● EXERCISE INSTRUCTIONS
Using the records below, count the lines containing "bird" and give only the total.
+++ DATA +++
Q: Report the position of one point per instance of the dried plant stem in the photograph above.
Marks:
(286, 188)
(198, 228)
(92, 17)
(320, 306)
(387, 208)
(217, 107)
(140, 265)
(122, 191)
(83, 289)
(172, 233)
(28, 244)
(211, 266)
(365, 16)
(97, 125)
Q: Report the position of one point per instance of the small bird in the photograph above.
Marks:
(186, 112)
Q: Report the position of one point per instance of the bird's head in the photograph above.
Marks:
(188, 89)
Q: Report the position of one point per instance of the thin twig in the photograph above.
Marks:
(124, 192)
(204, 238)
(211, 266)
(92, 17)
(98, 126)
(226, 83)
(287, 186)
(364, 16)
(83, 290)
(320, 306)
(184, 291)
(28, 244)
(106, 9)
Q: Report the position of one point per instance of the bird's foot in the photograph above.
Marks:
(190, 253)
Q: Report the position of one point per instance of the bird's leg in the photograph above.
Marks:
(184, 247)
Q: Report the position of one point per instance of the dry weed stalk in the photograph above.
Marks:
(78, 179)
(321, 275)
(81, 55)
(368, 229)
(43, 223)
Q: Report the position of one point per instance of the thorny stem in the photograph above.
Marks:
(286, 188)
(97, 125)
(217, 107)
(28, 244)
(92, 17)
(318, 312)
+++
+++ DATA +++
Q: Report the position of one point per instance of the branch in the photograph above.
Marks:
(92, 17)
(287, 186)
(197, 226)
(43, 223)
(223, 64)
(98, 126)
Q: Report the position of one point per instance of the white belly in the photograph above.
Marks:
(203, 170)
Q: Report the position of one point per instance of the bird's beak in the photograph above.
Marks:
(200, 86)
+++
● RESULT OF THE EXERCISE
5